Task item.
All lines from the one containing "Might I trouble you for the coordinates of the white window" to the end of the listing below are to be reproduced exactly, and no others.
**** Supplied records ****
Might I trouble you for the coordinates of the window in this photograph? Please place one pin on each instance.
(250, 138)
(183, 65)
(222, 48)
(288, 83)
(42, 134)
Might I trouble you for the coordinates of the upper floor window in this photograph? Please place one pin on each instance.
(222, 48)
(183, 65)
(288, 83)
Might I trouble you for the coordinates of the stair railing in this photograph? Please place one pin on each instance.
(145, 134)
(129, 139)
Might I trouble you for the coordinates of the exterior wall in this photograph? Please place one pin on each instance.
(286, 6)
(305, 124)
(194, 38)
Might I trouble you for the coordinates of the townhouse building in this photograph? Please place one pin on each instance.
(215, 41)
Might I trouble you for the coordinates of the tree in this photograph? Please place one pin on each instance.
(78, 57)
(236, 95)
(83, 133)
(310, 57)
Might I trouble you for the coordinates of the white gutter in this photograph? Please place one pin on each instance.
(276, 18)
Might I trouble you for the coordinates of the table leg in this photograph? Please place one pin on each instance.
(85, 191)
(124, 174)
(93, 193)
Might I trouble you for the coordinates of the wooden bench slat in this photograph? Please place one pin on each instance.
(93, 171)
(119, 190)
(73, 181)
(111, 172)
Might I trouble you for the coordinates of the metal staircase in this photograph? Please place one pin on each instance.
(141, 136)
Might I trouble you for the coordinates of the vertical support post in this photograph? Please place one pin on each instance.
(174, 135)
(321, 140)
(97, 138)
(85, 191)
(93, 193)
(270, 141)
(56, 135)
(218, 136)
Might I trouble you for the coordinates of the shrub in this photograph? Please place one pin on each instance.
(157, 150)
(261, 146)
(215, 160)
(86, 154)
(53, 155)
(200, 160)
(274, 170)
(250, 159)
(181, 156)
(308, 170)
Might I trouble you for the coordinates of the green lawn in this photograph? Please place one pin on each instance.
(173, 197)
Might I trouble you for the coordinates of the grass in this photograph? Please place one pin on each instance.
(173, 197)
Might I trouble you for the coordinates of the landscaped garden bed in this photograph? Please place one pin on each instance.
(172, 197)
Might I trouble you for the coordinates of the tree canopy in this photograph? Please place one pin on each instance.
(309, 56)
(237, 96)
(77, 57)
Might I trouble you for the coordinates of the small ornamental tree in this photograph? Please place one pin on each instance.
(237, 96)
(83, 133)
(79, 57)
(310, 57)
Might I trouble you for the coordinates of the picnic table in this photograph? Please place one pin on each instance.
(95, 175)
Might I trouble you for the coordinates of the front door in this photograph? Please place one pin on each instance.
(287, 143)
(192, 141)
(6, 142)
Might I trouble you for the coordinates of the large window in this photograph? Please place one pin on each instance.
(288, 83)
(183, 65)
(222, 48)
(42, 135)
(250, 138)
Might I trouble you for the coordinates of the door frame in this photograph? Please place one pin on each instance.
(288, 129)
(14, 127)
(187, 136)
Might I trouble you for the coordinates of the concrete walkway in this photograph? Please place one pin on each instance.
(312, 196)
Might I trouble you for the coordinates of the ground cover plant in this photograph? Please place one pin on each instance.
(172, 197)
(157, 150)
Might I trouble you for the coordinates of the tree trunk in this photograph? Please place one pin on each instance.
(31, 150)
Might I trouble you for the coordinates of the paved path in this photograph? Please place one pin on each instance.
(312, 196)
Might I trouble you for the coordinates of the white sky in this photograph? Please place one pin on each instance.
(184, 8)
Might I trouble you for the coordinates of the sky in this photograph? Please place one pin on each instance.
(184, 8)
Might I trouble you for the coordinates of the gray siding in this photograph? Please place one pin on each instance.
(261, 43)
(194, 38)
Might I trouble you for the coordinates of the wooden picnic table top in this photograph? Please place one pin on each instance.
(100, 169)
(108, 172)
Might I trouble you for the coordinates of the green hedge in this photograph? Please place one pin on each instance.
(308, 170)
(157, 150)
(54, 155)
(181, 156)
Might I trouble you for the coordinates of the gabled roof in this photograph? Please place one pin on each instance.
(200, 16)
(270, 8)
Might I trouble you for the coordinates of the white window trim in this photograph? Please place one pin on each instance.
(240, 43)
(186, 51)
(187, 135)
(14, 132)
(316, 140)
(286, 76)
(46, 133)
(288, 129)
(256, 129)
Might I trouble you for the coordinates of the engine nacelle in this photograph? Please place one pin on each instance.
****
Solved exercise.
Might I trouble you for the coordinates of the white window trim in this photograph? Please place one pin on each instance.
(240, 43)
(186, 51)
(187, 135)
(14, 132)
(316, 140)
(286, 76)
(46, 133)
(288, 129)
(256, 129)
Might I trouble you for the coordinates of the engine nacelle in this photograph? Please place one pin on each instance.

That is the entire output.